> [Prompt 1]
In the post about Microsoft and open source, why does the writer object to Toyo offering an opinion on the topic?
> [Prompt 2]
According to the post about Microsoft and open source, what does Microsoft perceive as enemy #1?
> [Prompt 3]
Extend the post about Microsoft and open source, starting after its last sentence.

> [Document excerpt]
━━━━━━━━━━━━━━━━━━━━
Toyo, by the way, please interpret these last few posts as being somewhat frustrated.
You are an A-Okay Quaker if you are honest in real life as you seem to be in Quake, you are quite a guy.
... but at the same time, because people respect you they also value your opinion. And you offered an opinion on topic that is serious, at least to many, and your opinion was VALUED by certain individuals that read your post.
There in lies my gripe. A respected individual chipping in their 2 cents on a topic without really knowing what the topic is, and as a result, others believe it.
Microsoft, and they are not quite alone, is trying to muck up things even further for their own gain and this time using "cover" of being part of a council (so they could have a lawyer say in court they didn't do this all by themselves).
Microsoft perceives Open Source as enemy #1. The best way to try to destroy open source is by placing Microsoft in a position where they can "approve" applications by other companies.
━━━━━━━━━━━━━━━━━━━━
[Recorded data]
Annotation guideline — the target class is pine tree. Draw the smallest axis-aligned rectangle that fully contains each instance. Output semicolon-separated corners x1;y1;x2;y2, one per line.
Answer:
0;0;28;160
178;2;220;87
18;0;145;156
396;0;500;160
━━━━━━━━━━━━━━━━━━━━
> [Answer space 1]
People respect Toyo, so they value Toyo's opinion. Toyo gave an opinion on a serious topic without really knowing what it was about, and as a result others believe it.

> [Answer space 2]
Open Source.

> [Answer space 3]
This means several things ... first .... Microsoft would have 100% market awareness, be able to review competitors products, selectively not approve or throw red tape towards competitors products
Example: "Gee, sorry Adobe, your code doesn't provide for security #1015 protocol when the app is loading a multi-user document imported from Mac OS if the document contains transparent GIFs while disk cache is turned off ... you need to go back and fix that and resubmit your application for TCPA approval again in another 6 months and have independent testing by the testing board that this is fixed."
This TCPA is very, very bad news ... I suspect it will snuff out a lot of non-large business application development if it is successful in the way Microsoft wants it to be.
Remember, Microsoft sabotaged Java on Windows computers to try to derail Java.
So when Microsoft is talking about illegal file trading and virus protection and secure documents, they have ulterior motives in mind. Those goals could be achieved WITHOUT their TCPA scheme.
Their goal is NOT fixing those problems, but rather trying to really lock down everyone to their operating system. Remember the DCMA says that basically outlaws reverse engineering to violate a copyright, meaning that if Microsoft comes up with some super-clusterfuck of a secure file format for SQL server or Word, big companies will never be able to deconvert from Microsoft products.
This TCPA is horrible, horrible, horrible. There is so much more wrong with it than what I have even said. This is the tip of the iceberg. It sucks.